#### What is needed:
Write the lines out again, from the top of the material to the line containing "positive clicks: (450, 126)", pictures excluded.
+++ Information supplied +++
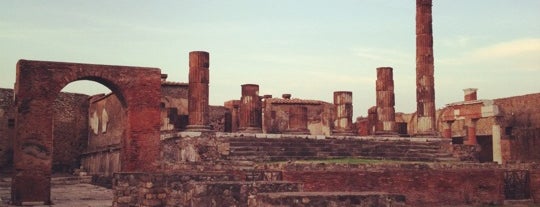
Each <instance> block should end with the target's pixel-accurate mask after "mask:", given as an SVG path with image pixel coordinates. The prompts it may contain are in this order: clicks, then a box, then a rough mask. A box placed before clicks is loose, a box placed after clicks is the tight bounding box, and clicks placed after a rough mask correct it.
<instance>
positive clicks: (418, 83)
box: [416, 0, 437, 136]
mask: <svg viewBox="0 0 540 207" xmlns="http://www.w3.org/2000/svg"><path fill="white" fill-rule="evenodd" d="M431 1H432V0H416V104H417V110H416V113H417V116H418V120H417V126H418V128H417V134H416V135H417V136H436V134H437V132H436V130H435V122H436V120H435V83H434V82H435V81H434V76H433V72H434V63H433V34H432V33H433V31H432V17H431V5H432V3H431Z"/></svg>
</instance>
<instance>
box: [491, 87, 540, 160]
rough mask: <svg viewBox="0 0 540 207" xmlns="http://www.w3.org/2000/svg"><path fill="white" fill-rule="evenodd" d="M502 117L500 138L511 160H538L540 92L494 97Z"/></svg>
mask: <svg viewBox="0 0 540 207" xmlns="http://www.w3.org/2000/svg"><path fill="white" fill-rule="evenodd" d="M494 103H495V104H496V105H498V106H499V110H500V111H501V113H502V115H503V116H502V117H501V118H500V119H499V121H500V123H501V127H502V130H503V133H502V139H504V140H505V141H507V143H505V144H506V145H507V146H505V147H506V148H507V150H509V151H508V152H506V153H504V152H503V153H504V155H505V156H508V159H509V160H513V161H522V162H523V161H524V162H527V161H536V162H538V161H540V150H538V149H540V93H536V94H528V95H523V96H515V97H508V98H501V99H495V100H494Z"/></svg>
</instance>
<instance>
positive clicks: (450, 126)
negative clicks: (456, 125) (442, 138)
mask: <svg viewBox="0 0 540 207" xmlns="http://www.w3.org/2000/svg"><path fill="white" fill-rule="evenodd" d="M453 123H454V121H445V122H444V134H443V137H444V138H452V124H453Z"/></svg>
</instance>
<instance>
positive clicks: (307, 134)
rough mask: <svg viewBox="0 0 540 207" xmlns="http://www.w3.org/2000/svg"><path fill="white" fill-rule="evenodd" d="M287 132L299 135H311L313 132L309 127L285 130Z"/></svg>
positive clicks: (289, 133)
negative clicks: (310, 129) (309, 129)
mask: <svg viewBox="0 0 540 207" xmlns="http://www.w3.org/2000/svg"><path fill="white" fill-rule="evenodd" d="M284 133H285V134H299V135H310V134H311V132H310V131H309V130H308V129H287V130H285V132H284Z"/></svg>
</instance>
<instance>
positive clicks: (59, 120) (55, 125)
mask: <svg viewBox="0 0 540 207" xmlns="http://www.w3.org/2000/svg"><path fill="white" fill-rule="evenodd" d="M14 107H15V106H14V105H13V90H12V89H0V169H2V170H9V169H11V168H12V164H13V154H12V153H13V147H12V145H13V139H14V138H15V108H14ZM53 109H54V129H53V130H54V138H53V145H54V148H53V160H52V168H53V172H71V170H73V169H74V168H78V167H79V165H80V160H79V156H80V155H81V152H82V151H83V150H84V149H85V148H86V144H87V140H88V135H87V130H88V122H87V119H88V118H87V117H88V115H87V114H88V112H87V110H88V96H87V95H82V94H75V93H60V95H59V96H58V97H57V99H56V100H55V102H54V103H53Z"/></svg>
+++
#### Exercise result:
Each <instance> block should end with the target's pixel-accurate mask after "mask:", given as an SVG path with image pixel coordinates. The prompts it may contain are in this order: clicks, then a box, then a rough mask. A box placed before clicks is loose, a box placed after clicks is the tight bounding box, and clicks placed after a rough mask correct it.
<instance>
positive clicks: (418, 83)
box: [416, 0, 437, 136]
mask: <svg viewBox="0 0 540 207" xmlns="http://www.w3.org/2000/svg"><path fill="white" fill-rule="evenodd" d="M431 1H432V0H416V104H417V110H416V113H417V116H418V120H417V126H418V128H417V134H416V135H417V136H436V134H437V132H436V130H435V122H436V120H435V83H434V82H435V81H434V76H433V72H434V63H433V34H432V33H433V31H432V17H431V5H432V3H431Z"/></svg>
</instance>
<instance>
box: [491, 87, 540, 160]
rough mask: <svg viewBox="0 0 540 207" xmlns="http://www.w3.org/2000/svg"><path fill="white" fill-rule="evenodd" d="M502 117L500 138L511 160H538L540 92L494 97Z"/></svg>
mask: <svg viewBox="0 0 540 207" xmlns="http://www.w3.org/2000/svg"><path fill="white" fill-rule="evenodd" d="M494 103H495V104H496V105H498V106H499V110H500V111H501V113H502V115H503V116H502V117H501V118H500V119H499V121H500V123H501V127H502V130H503V133H502V139H504V140H505V141H507V143H505V144H506V145H507V146H505V147H506V148H507V150H509V151H508V152H506V153H504V152H503V153H504V155H505V156H508V159H509V160H513V161H522V162H523V161H524V162H527V161H536V162H538V161H540V150H538V149H540V93H536V94H528V95H523V96H515V97H508V98H501V99H495V100H494Z"/></svg>
</instance>
<instance>
positive clicks: (450, 126)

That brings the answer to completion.